━━━ Records provided

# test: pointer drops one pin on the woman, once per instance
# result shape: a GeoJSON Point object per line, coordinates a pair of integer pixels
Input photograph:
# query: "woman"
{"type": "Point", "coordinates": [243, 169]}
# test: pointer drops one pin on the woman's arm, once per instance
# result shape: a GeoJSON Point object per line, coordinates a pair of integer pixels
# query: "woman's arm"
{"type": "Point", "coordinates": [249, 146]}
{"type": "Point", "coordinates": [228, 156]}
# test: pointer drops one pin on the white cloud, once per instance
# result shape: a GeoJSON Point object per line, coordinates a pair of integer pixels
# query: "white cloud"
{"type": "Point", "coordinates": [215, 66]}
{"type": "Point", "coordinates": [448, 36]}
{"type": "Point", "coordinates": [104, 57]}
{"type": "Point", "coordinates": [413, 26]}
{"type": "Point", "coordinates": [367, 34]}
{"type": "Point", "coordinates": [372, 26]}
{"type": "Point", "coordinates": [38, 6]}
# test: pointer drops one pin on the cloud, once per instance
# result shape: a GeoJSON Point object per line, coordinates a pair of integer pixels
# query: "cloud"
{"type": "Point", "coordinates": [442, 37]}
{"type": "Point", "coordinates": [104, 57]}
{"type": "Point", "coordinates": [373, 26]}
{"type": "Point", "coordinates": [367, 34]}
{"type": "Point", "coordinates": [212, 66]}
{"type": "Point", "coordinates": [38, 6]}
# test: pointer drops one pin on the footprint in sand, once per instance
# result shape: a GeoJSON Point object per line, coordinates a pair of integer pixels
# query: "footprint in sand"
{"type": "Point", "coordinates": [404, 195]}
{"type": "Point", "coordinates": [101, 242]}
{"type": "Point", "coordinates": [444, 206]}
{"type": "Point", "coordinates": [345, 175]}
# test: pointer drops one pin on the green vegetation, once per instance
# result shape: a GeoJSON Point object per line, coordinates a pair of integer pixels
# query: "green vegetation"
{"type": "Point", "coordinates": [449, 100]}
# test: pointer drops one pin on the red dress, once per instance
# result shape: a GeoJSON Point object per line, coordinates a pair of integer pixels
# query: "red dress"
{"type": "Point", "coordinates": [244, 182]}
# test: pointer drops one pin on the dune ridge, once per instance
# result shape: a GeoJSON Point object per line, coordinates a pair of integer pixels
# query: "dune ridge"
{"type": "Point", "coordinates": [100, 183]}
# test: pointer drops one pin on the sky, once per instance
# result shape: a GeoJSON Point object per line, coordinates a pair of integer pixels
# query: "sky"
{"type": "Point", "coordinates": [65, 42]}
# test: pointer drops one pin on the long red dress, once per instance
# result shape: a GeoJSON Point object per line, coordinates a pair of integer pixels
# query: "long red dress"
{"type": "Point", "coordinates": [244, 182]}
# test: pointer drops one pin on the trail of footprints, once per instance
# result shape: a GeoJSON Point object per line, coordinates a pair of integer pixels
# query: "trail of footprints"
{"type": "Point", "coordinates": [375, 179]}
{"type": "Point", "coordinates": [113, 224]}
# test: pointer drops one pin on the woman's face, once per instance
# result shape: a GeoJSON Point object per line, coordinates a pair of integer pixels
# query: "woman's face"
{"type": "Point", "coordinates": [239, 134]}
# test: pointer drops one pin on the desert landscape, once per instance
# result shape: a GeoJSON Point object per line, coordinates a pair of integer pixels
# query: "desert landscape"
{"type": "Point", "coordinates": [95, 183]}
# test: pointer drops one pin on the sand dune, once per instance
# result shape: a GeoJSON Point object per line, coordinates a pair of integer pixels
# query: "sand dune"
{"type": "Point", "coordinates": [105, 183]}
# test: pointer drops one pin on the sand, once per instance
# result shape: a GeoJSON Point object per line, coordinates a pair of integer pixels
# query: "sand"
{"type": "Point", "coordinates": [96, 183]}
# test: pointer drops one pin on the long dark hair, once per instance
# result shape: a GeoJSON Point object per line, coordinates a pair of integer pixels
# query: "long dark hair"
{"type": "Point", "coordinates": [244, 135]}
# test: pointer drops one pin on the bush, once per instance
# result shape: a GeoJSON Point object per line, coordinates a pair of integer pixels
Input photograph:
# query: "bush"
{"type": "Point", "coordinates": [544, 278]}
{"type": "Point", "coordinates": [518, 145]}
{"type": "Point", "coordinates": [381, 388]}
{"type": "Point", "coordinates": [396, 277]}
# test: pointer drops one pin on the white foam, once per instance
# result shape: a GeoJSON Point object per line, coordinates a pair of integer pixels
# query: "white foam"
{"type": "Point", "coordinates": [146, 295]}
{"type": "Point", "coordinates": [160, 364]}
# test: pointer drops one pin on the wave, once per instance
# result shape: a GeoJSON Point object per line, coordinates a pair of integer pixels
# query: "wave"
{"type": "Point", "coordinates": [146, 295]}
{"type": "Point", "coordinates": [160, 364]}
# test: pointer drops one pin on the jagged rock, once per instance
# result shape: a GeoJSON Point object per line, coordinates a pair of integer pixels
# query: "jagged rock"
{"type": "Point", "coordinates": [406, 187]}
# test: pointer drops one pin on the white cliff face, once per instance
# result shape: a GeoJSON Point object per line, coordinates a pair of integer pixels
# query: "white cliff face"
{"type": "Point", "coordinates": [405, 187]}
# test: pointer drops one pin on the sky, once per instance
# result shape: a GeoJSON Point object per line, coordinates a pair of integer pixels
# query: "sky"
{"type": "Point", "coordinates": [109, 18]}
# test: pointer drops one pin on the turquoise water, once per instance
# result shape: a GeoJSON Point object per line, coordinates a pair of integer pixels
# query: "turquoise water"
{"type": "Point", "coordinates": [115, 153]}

━━━━━━

§ Stated task:
Your task is to print all of the records exactly.

§ Answer to the task:
# test: pointer drops one pin on the woman, once per instance
# result shape: a GeoJSON Point object per line, coordinates a pair of integer pixels
Input photograph:
# query: "woman"
{"type": "Point", "coordinates": [243, 169]}
# test: pointer drops one pin on the woman's arm, once per instance
# result shape: a GeoJSON Point object per line, coordinates a pair of integer pixels
# query: "woman's arm"
{"type": "Point", "coordinates": [249, 146]}
{"type": "Point", "coordinates": [228, 156]}
# test: pointer drops one pin on the white cloud, once per instance
# result shape: a GeoJSON Point object per line, coordinates a pair of integer pixels
# query: "white cloud"
{"type": "Point", "coordinates": [215, 66]}
{"type": "Point", "coordinates": [448, 36]}
{"type": "Point", "coordinates": [104, 57]}
{"type": "Point", "coordinates": [413, 26]}
{"type": "Point", "coordinates": [367, 34]}
{"type": "Point", "coordinates": [372, 26]}
{"type": "Point", "coordinates": [38, 6]}
# test: pointer drops one pin on the cloud, once per instance
# result shape: a GeoJSON Point object per line, coordinates a pair of integer pixels
# query: "cloud"
{"type": "Point", "coordinates": [442, 37]}
{"type": "Point", "coordinates": [104, 57]}
{"type": "Point", "coordinates": [373, 26]}
{"type": "Point", "coordinates": [367, 34]}
{"type": "Point", "coordinates": [212, 66]}
{"type": "Point", "coordinates": [38, 6]}
# test: pointer drops one pin on the footprint in sand, once per instance
# result shape: a GeoJSON Point object per line, coordinates a pair of integer pixels
# query: "footprint in sand"
{"type": "Point", "coordinates": [404, 195]}
{"type": "Point", "coordinates": [101, 242]}
{"type": "Point", "coordinates": [444, 206]}
{"type": "Point", "coordinates": [345, 175]}
# test: pointer drops one pin on the green vegetation, once per instance
# result shape: a GeoJSON Point object per line, coordinates a pair of integer pixels
# query: "green vegetation"
{"type": "Point", "coordinates": [449, 100]}
# test: pointer drops one pin on the red dress, once per instance
# result shape: a GeoJSON Point object per line, coordinates a pair of integer pixels
# query: "red dress"
{"type": "Point", "coordinates": [244, 182]}
# test: pointer drops one pin on the dune ridge, once per instance
# result shape: a GeoJSON Point object per line, coordinates a pair of integer pixels
# query: "dune ridge"
{"type": "Point", "coordinates": [100, 183]}
# test: pointer drops one pin on the sky, once per instance
# result shape: a GeoJSON Point object per line, coordinates a pair of integer pixels
# query: "sky"
{"type": "Point", "coordinates": [65, 42]}
# test: pointer drops one pin on the long red dress, once per instance
# result shape: a GeoJSON Point object per line, coordinates a pair of integer pixels
# query: "long red dress"
{"type": "Point", "coordinates": [244, 182]}
# test: pointer drops one pin on the trail of footprints, once per instance
# result shape: a GeoJSON Point object per line, coordinates a pair of integer pixels
# query: "trail of footprints"
{"type": "Point", "coordinates": [375, 179]}
{"type": "Point", "coordinates": [113, 224]}
# test: pointer drops one pin on the woman's face, once per instance
# result shape: a GeoJSON Point object per line, coordinates a pair of integer pixels
# query: "woman's face"
{"type": "Point", "coordinates": [239, 134]}
# test: pointer drops one pin on the desert landscape, once per instance
# result shape: a GeoJSON Point object per line, coordinates a pair of integer pixels
# query: "desert landscape"
{"type": "Point", "coordinates": [95, 183]}
# test: pointer drops one pin on the sand dune, once per instance
# result shape: a GeoJSON Point object per line, coordinates a pair of integer pixels
# query: "sand dune"
{"type": "Point", "coordinates": [105, 183]}
# test: pointer drops one pin on the sand, once per instance
# result shape: a GeoJSON Point object per line, coordinates a pair of integer pixels
# query: "sand"
{"type": "Point", "coordinates": [96, 183]}
# test: pointer drops one pin on the long dark hair, once per instance
# result shape: a GeoJSON Point object per line, coordinates a pair of integer pixels
# query: "long dark hair"
{"type": "Point", "coordinates": [244, 135]}
# test: pointer drops one pin on the bush, once per instance
# result shape: a GeoJSON Point object per line, coordinates a pair of integer pixels
Input photograph:
# query: "bush"
{"type": "Point", "coordinates": [544, 278]}
{"type": "Point", "coordinates": [518, 145]}
{"type": "Point", "coordinates": [381, 388]}
{"type": "Point", "coordinates": [396, 277]}
# test: pointer drops one pin on the white foam, once per instance
# result shape: a GeoJSON Point object per line, coordinates a pair of integer pixels
# query: "white foam"
{"type": "Point", "coordinates": [146, 295]}
{"type": "Point", "coordinates": [160, 364]}
# test: pointer drops one pin on the wave, once per instance
# result shape: a GeoJSON Point object per line, coordinates a pair of integer pixels
# query: "wave"
{"type": "Point", "coordinates": [146, 295]}
{"type": "Point", "coordinates": [160, 364]}
# test: pointer drops one pin on the jagged rock, once per instance
# result shape: a GeoJSON Point object per line, coordinates a pair of integer pixels
# query: "jagged rock"
{"type": "Point", "coordinates": [406, 187]}
# test: pointer drops one pin on the white cliff face, once per instance
# result shape: a GeoJSON Point object per line, coordinates a pair of integer pixels
# query: "white cliff face"
{"type": "Point", "coordinates": [405, 187]}
# test: pointer drops one pin on the sky, once per instance
# result shape: a GeoJSON Point object per line, coordinates a pair of integer pixels
# query: "sky"
{"type": "Point", "coordinates": [109, 18]}
# test: pointer drops one pin on the turquoise water, once per instance
# result shape: a GeoJSON Point object per line, coordinates a pair of integer pixels
# query: "turquoise water"
{"type": "Point", "coordinates": [115, 153]}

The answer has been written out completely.